# STATED TASK
Please render the lines in the records below, from the line containing "of the metal" through the end of the records, as a JSON list of strings with one string per line, leaving out any blank lines.

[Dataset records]
+---+

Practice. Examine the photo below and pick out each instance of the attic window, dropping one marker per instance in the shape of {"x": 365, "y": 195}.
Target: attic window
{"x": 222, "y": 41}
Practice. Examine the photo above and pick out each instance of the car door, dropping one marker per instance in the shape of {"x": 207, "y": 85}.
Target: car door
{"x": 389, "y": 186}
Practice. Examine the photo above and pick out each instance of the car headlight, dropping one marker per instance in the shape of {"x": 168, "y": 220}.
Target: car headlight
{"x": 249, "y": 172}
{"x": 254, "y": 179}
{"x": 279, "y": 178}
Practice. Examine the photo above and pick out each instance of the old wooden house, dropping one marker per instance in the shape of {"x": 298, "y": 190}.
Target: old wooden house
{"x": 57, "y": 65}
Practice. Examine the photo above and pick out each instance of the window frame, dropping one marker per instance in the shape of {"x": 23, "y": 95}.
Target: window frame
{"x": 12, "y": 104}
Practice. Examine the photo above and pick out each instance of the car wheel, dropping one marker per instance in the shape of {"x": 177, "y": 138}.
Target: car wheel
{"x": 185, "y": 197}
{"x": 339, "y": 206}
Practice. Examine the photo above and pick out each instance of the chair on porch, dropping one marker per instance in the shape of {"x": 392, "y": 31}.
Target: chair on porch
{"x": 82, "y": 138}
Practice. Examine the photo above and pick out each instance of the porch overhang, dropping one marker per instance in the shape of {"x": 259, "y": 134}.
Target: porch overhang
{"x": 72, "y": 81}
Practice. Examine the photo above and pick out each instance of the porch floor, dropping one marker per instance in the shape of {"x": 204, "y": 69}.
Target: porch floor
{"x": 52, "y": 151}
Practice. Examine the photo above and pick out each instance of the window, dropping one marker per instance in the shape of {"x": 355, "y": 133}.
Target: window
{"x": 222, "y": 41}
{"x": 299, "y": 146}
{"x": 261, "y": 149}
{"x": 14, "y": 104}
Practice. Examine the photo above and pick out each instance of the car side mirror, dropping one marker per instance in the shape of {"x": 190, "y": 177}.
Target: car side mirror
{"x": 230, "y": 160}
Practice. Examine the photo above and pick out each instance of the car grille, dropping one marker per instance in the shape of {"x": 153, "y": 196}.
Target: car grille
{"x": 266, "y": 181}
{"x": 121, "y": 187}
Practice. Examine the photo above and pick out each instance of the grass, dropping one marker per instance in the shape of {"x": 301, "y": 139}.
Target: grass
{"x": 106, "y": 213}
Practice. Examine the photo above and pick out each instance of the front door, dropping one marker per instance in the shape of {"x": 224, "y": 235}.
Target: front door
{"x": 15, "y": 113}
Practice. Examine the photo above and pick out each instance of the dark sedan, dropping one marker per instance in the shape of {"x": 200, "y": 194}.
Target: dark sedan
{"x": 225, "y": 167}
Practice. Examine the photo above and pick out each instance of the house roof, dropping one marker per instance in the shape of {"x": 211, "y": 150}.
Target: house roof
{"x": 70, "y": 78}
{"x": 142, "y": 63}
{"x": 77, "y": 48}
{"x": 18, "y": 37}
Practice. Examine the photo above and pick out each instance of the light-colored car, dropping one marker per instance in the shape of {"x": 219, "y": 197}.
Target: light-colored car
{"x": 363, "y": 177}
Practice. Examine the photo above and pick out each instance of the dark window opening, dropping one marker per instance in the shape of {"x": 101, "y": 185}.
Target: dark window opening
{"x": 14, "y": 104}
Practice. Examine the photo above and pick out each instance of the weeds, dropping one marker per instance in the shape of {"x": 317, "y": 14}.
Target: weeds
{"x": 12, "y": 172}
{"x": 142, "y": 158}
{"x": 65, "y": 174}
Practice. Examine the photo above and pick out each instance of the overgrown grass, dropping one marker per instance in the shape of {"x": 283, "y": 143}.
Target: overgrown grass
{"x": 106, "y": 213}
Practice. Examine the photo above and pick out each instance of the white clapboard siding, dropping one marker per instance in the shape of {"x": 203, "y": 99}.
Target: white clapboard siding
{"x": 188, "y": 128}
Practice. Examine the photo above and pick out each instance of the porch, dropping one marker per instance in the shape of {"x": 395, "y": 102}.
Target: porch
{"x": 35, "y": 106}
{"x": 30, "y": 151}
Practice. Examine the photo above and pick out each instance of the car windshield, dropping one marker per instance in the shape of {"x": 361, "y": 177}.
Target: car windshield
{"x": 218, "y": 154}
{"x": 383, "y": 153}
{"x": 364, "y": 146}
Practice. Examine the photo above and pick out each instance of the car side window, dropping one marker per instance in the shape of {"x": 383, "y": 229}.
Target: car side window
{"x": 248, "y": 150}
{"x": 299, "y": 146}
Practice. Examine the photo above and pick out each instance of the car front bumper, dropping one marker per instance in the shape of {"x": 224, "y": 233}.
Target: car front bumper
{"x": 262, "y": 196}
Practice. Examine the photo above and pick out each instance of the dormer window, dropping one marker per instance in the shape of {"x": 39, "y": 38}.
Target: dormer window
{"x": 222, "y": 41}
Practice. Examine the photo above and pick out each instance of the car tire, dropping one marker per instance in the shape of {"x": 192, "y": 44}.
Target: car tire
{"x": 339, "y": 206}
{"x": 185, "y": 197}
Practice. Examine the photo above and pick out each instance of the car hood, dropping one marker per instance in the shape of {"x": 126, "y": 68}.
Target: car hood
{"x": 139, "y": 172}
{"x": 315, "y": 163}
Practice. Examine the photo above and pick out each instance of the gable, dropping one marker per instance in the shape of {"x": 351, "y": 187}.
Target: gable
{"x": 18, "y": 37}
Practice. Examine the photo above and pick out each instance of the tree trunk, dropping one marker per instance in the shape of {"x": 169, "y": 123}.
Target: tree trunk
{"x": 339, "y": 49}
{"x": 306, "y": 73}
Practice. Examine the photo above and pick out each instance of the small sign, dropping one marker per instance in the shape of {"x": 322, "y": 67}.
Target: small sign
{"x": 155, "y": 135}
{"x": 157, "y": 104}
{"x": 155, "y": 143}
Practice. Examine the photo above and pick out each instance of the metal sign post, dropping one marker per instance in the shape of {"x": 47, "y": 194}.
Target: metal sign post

+---+

# FINISHED TASK
[
  "Practice. Examine the photo above and pick out each instance of the metal sign post, dropping one marker per instance in the shape of {\"x\": 47, \"y\": 194}.",
  "Target: metal sign post"
]